#### Listed entries:
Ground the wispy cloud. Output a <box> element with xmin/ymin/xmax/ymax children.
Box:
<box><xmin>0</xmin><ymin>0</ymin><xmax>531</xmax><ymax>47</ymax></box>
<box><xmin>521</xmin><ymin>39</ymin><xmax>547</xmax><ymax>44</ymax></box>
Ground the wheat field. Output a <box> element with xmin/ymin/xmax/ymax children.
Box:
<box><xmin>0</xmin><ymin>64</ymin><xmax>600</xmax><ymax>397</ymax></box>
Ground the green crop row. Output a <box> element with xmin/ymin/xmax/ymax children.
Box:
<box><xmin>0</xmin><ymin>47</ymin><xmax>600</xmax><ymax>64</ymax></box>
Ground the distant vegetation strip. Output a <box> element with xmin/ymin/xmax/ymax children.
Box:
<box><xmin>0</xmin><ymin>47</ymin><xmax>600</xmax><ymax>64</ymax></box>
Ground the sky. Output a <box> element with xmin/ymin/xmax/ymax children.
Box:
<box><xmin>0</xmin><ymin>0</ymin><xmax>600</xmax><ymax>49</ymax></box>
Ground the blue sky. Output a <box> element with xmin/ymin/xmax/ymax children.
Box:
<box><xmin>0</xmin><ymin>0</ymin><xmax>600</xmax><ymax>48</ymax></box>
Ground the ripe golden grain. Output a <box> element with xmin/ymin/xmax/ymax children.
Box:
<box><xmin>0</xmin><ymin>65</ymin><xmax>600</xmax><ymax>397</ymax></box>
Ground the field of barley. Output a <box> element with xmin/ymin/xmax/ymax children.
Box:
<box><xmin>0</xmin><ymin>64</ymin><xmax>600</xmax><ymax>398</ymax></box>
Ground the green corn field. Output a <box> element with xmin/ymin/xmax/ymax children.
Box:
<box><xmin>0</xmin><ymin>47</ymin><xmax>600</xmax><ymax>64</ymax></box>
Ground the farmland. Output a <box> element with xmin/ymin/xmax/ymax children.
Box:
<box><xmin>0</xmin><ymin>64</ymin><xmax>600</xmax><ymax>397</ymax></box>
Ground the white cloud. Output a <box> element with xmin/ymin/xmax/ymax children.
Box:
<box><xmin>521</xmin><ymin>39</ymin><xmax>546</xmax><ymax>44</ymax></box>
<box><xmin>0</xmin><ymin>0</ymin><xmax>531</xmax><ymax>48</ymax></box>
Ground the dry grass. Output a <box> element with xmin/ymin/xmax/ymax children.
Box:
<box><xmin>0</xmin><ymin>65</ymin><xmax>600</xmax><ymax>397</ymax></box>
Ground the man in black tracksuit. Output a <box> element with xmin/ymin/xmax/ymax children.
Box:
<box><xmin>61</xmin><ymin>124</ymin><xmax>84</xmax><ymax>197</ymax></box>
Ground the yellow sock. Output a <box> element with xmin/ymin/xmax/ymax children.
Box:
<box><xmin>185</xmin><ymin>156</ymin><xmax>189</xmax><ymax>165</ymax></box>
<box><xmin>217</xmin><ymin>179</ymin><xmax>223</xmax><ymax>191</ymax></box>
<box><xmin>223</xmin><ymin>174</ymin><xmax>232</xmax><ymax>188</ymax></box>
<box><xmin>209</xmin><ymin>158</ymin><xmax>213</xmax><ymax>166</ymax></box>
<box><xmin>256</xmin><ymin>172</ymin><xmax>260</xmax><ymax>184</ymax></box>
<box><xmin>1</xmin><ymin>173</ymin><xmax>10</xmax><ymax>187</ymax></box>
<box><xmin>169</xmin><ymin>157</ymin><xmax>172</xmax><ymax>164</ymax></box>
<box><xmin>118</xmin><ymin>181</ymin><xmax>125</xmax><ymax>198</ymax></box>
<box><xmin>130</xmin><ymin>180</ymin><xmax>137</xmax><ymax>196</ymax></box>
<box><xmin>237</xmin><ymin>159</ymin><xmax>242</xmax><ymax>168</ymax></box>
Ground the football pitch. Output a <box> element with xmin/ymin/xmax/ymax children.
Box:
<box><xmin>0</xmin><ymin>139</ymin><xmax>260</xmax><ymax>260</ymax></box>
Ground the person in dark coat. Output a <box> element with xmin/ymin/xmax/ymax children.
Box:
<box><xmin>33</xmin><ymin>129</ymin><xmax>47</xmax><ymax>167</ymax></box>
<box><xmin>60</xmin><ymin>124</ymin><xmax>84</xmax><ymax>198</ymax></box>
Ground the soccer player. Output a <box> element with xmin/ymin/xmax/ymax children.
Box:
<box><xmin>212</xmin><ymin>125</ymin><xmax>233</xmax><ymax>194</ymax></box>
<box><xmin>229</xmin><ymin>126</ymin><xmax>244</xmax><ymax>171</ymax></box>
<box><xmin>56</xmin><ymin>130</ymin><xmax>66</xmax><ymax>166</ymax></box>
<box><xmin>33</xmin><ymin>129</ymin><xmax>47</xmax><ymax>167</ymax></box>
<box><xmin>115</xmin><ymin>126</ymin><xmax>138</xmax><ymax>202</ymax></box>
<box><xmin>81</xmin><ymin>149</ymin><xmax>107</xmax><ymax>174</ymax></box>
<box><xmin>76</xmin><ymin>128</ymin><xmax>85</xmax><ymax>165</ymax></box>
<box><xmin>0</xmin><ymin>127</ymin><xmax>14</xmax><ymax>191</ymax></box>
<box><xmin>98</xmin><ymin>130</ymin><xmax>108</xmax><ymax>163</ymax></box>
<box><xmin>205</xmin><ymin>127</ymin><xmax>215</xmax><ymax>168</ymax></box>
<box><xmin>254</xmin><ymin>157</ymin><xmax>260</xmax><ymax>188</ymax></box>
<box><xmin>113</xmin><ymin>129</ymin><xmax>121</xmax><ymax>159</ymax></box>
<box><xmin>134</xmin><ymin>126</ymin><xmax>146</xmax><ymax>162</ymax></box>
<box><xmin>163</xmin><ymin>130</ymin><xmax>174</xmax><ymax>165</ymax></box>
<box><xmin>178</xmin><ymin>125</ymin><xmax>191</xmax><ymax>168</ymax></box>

#### Given problem:
Reproduce precisely the span of lines that begins at the line containing "Ground the football" and ends with the last line of the listing.

#### Result:
Ground the football pitch. Output a <box> element with xmin/ymin/xmax/ymax children.
Box:
<box><xmin>0</xmin><ymin>139</ymin><xmax>260</xmax><ymax>260</ymax></box>
Ground the person in dark coat. Output a <box> element with xmin/ymin/xmax/ymax children.
Box:
<box><xmin>33</xmin><ymin>129</ymin><xmax>47</xmax><ymax>167</ymax></box>
<box><xmin>60</xmin><ymin>124</ymin><xmax>84</xmax><ymax>198</ymax></box>
Ground the soccer player. Output a <box> element with xmin/ymin/xmax/ymax children.
Box:
<box><xmin>212</xmin><ymin>125</ymin><xmax>233</xmax><ymax>194</ymax></box>
<box><xmin>229</xmin><ymin>126</ymin><xmax>244</xmax><ymax>171</ymax></box>
<box><xmin>56</xmin><ymin>130</ymin><xmax>66</xmax><ymax>166</ymax></box>
<box><xmin>33</xmin><ymin>129</ymin><xmax>47</xmax><ymax>167</ymax></box>
<box><xmin>115</xmin><ymin>126</ymin><xmax>138</xmax><ymax>202</ymax></box>
<box><xmin>81</xmin><ymin>149</ymin><xmax>107</xmax><ymax>174</ymax></box>
<box><xmin>76</xmin><ymin>128</ymin><xmax>85</xmax><ymax>165</ymax></box>
<box><xmin>0</xmin><ymin>127</ymin><xmax>14</xmax><ymax>191</ymax></box>
<box><xmin>98</xmin><ymin>130</ymin><xmax>108</xmax><ymax>163</ymax></box>
<box><xmin>205</xmin><ymin>127</ymin><xmax>215</xmax><ymax>168</ymax></box>
<box><xmin>254</xmin><ymin>157</ymin><xmax>260</xmax><ymax>188</ymax></box>
<box><xmin>113</xmin><ymin>129</ymin><xmax>121</xmax><ymax>159</ymax></box>
<box><xmin>134</xmin><ymin>126</ymin><xmax>146</xmax><ymax>162</ymax></box>
<box><xmin>163</xmin><ymin>130</ymin><xmax>174</xmax><ymax>165</ymax></box>
<box><xmin>178</xmin><ymin>125</ymin><xmax>191</xmax><ymax>168</ymax></box>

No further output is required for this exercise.